> [Directions for this task] Recast the lines of the entries below as a JSON list of strings, one string per line, skipping blank lines. Leave the pictures out of your answer.

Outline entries

------------------------------

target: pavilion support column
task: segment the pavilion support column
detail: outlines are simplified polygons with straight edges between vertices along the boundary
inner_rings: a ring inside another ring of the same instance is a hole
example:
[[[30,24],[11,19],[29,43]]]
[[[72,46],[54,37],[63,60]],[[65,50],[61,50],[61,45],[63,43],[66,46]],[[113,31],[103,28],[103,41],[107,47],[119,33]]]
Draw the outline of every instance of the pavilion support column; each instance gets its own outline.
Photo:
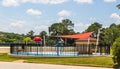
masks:
[[[90,44],[90,38],[88,38],[88,43],[87,43],[87,53],[89,52],[89,44]]]

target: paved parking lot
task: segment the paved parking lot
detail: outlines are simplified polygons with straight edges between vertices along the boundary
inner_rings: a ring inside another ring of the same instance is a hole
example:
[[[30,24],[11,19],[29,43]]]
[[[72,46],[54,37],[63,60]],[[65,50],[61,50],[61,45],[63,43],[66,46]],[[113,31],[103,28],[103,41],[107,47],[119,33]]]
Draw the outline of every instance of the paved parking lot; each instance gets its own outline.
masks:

------------------------------

> [The reply]
[
  "target: pavilion support column",
  "task: segment the pavilion support column",
  "detail: outlines are simplified polygons with straight edges between vertices along the boundary",
  "inner_rings: a ring inside another ring of the same instance is a hole",
  "example:",
  "[[[30,24],[11,19],[29,43]]]",
  "[[[72,46],[54,37],[63,60]],[[65,50],[61,50],[61,45],[63,43],[66,46]],[[113,31],[103,28],[103,41],[107,47],[119,33]]]",
  "Draw the outline of every instance of the pavilion support column; each instance gets its own outline.",
  "Photo:",
  "masks:",
  "[[[90,44],[90,38],[88,38],[88,43],[87,43],[87,53],[89,52],[89,44]]]",
  "target: paved parking lot",
  "task: segment the paved parking lot",
  "detail: outlines are simplified polygons with straight edges between vertices along the boundary",
  "inner_rings: a ring inside another ring of the same instance is a hole",
  "example:",
  "[[[30,24],[11,19],[29,43]]]",
  "[[[72,46],[54,37],[63,60]],[[65,50],[61,50],[61,45],[63,43],[66,46]],[[113,31],[103,28],[103,41],[107,47],[119,33]]]",
  "Draw the outline of every instance of the paved parking lot; each instance gets its own outline.",
  "masks:"
]